▸ **Given request 1**
What nickname does the writer of the kayak review give the Malibu Two tandem?

Wilderness Systems Tarpon 160 kayak review

The more I paddle the Wilderness Systems Tarpon 160 Sit On Top Kayak, the more I like it. If it is stolen I will buy a new one and hope that I never find out who stole it. I’d be far too upset.
Wilderness Systems Tarpon 160 kayak review

Wilderness Systems Tarpon 160 and Heritage Featherlite 14

Review of the Wilderness Systems Tarpon 160 Sit On Top Kayak

If you are in a hurry, skip to the “Jeff Likes:” section below. I got a bit long-winded on this one.

My 6th kayak purchase brought me full circle to the make and model that ignited my interest in kayaking. You may have read that my introduction to kayaking was a chance encounter with a stranger who offered to let my wife and I try his kayak, as to say thanks for lending him a lifejacket. That first paddle was on an older blue Wilderness Systems Tarpon 160 sit on top (SOT) kayak. I was nearly instantly comfortable with the level of stability, and found the 16 footer sufficiently maneuverable.

 

However, when we went kayak shopping the next weekend, we ended up with 8, 10, and 13 foot Ocean Kayak (OK) brand SOTs. The prevailing wisdom was that shorter = more maneuverable, and wider = more stable, and those were important features for kayak rookies like us.

Who am I to argue with prevailing wisdom?

The only problem was that the Ocean Kayak brand kayaks we purchased were not built for speed, and that drove me nuts! I don’t know why I always want to go faster, but I do. Cars, motorcycles, PWCs, planes… if I’ve been at the controls, I’ve likely mumbled something like “can’t this thing go any faster?!” We call our biggest OK, the Malibu Two tandem, “the bus” because paddling it feels like driving a school bus… and it is bright yellow.

▸ **Given request 2**
How many lines in the records below contain the string "segment"? Case counts; reply with the number only.

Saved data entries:
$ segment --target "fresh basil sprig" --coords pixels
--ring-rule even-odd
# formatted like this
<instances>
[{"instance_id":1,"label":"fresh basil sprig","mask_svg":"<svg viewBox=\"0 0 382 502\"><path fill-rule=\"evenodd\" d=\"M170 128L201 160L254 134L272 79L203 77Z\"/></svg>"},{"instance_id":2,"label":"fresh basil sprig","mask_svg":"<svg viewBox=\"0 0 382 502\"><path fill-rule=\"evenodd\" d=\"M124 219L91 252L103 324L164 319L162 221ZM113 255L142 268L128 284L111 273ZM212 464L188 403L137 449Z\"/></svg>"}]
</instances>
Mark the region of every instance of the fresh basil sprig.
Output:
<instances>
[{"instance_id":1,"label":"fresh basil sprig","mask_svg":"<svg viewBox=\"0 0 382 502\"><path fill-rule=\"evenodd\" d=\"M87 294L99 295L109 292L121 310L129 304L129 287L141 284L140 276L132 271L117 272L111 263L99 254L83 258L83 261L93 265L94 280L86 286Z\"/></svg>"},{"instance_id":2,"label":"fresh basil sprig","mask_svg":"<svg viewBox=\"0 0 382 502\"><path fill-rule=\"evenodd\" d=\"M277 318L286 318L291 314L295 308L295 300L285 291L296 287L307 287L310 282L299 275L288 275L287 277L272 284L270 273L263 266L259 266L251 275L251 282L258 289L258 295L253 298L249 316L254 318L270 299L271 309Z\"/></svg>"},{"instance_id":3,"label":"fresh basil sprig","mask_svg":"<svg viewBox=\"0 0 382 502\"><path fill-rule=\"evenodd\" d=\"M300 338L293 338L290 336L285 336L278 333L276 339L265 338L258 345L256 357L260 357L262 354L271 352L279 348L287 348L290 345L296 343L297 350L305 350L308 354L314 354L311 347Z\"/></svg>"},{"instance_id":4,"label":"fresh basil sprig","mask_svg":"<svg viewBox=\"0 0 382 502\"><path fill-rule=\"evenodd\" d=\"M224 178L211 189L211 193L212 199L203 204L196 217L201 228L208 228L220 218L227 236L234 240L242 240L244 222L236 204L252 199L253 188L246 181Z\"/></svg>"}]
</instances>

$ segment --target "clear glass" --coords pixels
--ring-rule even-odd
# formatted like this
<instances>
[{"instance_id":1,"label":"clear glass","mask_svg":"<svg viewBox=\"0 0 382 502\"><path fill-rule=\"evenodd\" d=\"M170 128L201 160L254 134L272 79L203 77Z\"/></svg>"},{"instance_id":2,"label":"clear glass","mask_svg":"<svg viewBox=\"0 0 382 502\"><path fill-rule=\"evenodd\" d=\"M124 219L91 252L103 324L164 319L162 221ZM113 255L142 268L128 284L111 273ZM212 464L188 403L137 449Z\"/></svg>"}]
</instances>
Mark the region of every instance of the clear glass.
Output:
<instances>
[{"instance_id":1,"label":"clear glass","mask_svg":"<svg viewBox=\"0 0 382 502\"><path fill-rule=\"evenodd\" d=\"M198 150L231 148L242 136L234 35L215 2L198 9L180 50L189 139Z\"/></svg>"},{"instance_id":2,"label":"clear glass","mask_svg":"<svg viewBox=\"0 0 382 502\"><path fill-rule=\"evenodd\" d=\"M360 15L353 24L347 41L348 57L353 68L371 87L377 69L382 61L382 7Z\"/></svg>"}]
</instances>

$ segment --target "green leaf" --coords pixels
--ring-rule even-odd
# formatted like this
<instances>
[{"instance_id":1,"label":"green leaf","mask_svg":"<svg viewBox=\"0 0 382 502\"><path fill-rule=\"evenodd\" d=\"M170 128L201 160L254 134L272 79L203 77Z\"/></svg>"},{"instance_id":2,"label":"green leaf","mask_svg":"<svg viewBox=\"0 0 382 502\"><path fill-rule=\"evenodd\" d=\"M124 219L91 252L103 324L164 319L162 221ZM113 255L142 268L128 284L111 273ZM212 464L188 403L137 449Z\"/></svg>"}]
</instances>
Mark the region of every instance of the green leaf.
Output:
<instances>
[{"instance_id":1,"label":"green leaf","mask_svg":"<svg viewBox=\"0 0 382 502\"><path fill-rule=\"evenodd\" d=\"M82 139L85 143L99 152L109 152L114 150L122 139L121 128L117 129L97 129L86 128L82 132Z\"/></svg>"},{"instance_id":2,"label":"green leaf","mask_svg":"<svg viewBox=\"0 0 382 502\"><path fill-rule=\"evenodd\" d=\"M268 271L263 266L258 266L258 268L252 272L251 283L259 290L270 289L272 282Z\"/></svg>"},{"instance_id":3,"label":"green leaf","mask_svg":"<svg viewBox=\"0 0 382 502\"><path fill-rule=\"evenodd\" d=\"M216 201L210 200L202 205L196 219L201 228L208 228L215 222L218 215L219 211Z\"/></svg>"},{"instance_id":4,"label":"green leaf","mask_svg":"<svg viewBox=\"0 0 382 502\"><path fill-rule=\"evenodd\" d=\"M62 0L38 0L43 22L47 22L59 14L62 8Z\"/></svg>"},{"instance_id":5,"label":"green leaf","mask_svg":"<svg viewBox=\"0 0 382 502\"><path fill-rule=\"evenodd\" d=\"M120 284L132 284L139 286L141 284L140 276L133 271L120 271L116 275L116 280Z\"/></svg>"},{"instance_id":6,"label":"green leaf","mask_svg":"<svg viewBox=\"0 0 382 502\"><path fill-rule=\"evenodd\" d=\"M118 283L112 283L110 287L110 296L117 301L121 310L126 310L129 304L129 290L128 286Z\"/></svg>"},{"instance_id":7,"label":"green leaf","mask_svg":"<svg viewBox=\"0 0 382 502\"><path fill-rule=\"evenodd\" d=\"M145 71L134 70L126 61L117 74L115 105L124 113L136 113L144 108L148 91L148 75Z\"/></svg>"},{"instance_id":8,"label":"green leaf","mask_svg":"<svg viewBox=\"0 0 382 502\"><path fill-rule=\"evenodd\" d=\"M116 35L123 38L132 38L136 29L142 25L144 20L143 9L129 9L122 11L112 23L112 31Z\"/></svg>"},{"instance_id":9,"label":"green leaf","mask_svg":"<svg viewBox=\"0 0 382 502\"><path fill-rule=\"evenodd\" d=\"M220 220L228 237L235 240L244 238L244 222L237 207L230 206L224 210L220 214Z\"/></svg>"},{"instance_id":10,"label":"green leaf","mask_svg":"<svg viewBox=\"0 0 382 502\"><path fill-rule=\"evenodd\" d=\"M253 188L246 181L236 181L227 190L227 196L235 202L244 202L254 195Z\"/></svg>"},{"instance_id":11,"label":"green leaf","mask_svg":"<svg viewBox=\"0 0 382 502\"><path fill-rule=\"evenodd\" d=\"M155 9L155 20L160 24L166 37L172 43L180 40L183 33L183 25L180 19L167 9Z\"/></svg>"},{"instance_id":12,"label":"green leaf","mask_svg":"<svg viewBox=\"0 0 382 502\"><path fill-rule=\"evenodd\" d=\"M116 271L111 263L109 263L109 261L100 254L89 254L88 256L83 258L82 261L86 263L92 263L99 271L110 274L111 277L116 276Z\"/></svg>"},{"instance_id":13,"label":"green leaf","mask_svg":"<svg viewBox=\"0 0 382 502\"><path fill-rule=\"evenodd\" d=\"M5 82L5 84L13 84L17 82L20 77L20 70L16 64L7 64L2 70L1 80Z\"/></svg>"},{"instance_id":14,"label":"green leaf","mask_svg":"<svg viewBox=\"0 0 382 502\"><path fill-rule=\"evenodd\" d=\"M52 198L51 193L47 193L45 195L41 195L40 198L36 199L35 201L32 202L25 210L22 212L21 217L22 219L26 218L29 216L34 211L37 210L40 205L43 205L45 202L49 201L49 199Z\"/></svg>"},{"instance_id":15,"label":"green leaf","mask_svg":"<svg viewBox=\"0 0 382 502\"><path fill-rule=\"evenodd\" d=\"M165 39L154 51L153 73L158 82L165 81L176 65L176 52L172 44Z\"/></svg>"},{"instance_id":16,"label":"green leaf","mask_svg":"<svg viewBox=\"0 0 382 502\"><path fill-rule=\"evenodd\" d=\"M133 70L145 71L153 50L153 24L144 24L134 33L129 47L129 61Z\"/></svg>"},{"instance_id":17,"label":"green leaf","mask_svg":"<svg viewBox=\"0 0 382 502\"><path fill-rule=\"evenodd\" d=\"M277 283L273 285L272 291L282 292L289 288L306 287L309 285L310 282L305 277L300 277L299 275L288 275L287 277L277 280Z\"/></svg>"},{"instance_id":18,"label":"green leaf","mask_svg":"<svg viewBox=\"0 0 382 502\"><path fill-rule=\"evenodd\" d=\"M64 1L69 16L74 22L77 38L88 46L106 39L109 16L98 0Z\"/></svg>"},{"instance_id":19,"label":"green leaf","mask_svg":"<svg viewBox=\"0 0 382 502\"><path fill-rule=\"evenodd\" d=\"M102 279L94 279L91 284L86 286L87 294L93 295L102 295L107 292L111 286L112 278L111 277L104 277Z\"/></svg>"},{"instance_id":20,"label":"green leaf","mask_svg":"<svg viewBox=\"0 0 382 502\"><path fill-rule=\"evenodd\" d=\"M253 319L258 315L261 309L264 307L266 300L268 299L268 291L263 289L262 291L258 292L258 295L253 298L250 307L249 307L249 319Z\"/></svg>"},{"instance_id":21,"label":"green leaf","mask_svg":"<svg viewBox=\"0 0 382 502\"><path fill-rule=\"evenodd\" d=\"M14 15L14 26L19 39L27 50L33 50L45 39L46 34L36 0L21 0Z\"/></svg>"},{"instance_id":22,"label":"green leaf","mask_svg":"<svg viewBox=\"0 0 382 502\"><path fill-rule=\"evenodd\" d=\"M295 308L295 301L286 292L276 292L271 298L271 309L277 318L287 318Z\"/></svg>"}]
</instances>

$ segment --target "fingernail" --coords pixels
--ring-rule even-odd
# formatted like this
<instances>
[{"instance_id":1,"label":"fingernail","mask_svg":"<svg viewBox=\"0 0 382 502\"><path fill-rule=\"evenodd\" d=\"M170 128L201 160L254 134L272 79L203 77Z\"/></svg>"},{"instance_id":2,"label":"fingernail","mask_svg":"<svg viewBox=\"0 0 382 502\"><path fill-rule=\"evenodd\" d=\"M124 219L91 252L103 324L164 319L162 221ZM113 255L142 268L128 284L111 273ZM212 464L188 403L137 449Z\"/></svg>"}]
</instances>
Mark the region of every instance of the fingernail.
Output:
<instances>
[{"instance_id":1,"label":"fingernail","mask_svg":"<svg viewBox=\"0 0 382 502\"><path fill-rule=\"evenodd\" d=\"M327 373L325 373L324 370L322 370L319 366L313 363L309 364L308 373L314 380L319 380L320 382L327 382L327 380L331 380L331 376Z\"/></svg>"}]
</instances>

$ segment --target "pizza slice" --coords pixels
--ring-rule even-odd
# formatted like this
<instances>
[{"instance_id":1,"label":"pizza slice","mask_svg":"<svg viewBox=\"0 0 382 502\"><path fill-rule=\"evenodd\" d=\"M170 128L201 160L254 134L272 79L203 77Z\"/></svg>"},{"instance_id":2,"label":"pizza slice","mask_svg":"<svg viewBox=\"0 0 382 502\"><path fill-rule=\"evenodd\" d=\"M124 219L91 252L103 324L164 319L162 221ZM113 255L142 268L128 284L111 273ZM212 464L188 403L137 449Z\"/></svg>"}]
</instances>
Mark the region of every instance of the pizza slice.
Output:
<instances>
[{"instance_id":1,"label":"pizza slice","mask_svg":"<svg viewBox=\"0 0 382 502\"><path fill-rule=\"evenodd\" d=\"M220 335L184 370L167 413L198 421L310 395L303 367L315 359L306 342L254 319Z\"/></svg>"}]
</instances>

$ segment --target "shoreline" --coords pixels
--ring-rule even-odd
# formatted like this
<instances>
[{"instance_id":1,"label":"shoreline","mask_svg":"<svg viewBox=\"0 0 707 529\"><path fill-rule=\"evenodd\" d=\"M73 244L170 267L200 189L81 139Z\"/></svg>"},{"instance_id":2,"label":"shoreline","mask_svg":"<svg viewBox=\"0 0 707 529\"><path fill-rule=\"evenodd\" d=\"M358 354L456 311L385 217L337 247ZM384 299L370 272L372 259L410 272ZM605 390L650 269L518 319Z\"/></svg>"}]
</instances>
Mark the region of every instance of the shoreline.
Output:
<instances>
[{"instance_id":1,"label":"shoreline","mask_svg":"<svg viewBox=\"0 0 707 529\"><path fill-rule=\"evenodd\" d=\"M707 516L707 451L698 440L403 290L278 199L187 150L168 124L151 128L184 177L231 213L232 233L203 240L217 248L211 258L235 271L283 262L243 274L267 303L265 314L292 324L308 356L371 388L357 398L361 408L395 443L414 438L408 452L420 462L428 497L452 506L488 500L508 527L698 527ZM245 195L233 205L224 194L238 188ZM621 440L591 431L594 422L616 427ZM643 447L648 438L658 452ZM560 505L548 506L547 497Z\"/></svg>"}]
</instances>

▸ **Full answer 1**
"The bus"

▸ **Full answer 2**
6